• Your task: Once the records have been read, set every one down as it stands.

+---+

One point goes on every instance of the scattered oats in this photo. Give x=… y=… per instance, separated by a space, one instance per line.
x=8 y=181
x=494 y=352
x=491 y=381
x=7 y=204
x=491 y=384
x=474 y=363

+---+

• Written reply:
One point goes on every instance of the scattered oats in this photo. Give x=… y=… per instance, separated by a space, one instance per line.
x=8 y=181
x=494 y=352
x=491 y=381
x=7 y=204
x=491 y=384
x=474 y=363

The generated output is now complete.